Objective
List every award or trophy that the mail bag below mentions by name.

Text provided
--- --- ---

Thursday Mail Bag
Interesting idea. General manager of the year.
Why not? Everyone else gets recognized and, quite frankly, there's more than one of the other existing awards that could go and nobody would miss it.
The Selke? Best defensive forward, basically created for Bob Gainey. Total guesswork on behalf of the writers. Too often it goes to players who don't even play against the best players on the other team.
The Lady Byng? An anachronism, a throwback to another time. More often than not, it serves as a consolation award for those who aren't finalists for the bigger trophies.
Do we really need the Vezina and the Jennings?
Then there's the Hart and the newly named Ted Lindsay Award, formerly the Lester B. Pearson Award. The NHLPA wants you to believe it’s vital for them to get their players to vote on the MVP since they play the game and people who don't have no idea what they're talking about.
Really. Guess that's why the writers who vote for the Hart have the same three finalists as the Ted. What unique insight. One trophy would be enough.
Having a GM award, it seems to me, at least recognizes something of relevance not currently covered by another trophy.

--- --- ---

Raw records
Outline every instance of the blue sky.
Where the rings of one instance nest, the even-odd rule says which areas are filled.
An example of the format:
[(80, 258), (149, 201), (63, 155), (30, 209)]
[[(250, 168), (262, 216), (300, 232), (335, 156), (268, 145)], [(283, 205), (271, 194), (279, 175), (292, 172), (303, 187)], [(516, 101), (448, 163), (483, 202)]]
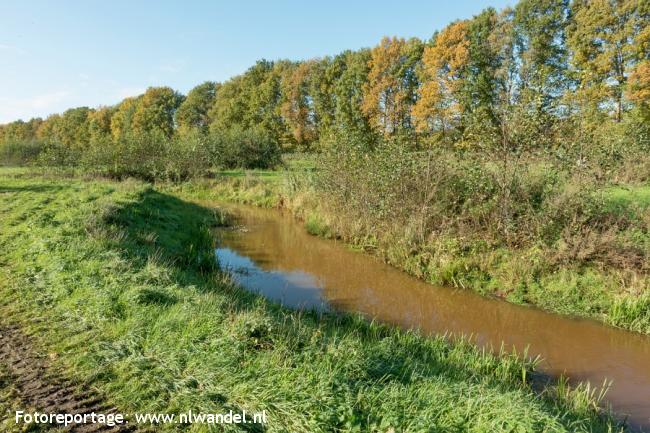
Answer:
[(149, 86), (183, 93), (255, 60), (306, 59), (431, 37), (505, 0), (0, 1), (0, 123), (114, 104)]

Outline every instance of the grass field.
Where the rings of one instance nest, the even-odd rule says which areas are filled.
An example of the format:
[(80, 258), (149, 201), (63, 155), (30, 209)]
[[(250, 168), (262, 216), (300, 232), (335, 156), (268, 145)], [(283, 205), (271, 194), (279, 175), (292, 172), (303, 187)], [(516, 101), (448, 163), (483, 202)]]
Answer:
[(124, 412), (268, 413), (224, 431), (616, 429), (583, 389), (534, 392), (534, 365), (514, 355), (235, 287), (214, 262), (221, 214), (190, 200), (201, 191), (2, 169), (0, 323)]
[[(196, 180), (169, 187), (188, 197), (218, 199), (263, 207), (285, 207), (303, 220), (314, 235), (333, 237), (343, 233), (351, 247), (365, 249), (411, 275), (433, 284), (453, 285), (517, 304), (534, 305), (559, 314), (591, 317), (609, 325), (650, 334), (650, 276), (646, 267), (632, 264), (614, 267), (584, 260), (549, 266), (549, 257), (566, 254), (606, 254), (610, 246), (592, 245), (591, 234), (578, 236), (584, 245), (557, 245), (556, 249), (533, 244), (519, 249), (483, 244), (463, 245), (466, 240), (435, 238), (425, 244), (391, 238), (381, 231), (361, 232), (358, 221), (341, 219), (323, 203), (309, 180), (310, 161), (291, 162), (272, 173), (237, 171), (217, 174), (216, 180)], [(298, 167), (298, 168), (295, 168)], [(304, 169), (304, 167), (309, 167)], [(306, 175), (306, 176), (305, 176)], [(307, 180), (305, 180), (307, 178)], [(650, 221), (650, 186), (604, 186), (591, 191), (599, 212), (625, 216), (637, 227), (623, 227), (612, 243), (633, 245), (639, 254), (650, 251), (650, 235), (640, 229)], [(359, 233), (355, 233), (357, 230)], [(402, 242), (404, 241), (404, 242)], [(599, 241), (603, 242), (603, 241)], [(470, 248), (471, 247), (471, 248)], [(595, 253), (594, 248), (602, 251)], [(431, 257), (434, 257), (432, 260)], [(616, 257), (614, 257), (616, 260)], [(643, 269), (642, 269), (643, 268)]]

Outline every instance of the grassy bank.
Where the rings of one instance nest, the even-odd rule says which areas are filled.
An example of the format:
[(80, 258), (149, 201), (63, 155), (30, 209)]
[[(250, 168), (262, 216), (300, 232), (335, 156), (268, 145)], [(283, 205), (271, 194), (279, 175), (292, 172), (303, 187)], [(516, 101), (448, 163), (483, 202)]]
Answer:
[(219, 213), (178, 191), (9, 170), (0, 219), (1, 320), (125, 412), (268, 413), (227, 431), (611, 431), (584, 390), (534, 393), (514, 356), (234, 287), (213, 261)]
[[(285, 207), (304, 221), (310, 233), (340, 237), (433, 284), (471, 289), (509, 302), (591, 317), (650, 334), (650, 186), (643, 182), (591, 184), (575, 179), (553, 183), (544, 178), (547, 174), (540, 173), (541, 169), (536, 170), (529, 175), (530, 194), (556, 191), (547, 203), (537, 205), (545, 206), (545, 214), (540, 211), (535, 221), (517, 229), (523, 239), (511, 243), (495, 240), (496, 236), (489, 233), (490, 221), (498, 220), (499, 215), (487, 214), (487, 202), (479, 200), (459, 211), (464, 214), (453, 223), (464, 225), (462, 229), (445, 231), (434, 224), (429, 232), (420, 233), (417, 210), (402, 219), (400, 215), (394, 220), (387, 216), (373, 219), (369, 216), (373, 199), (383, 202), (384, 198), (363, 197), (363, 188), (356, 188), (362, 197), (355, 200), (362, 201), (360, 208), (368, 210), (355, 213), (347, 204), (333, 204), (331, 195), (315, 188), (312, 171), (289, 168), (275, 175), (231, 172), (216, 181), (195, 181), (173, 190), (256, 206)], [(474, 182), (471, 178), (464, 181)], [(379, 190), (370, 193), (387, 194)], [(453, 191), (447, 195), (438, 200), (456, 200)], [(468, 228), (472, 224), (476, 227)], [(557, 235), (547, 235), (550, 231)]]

--- --- ---

Answer for this exercise
The Selke, the Lady Byng, the Vezina, the Jennings, the Hart, the Ted Lindsay Award, the Lester B. Pearson Award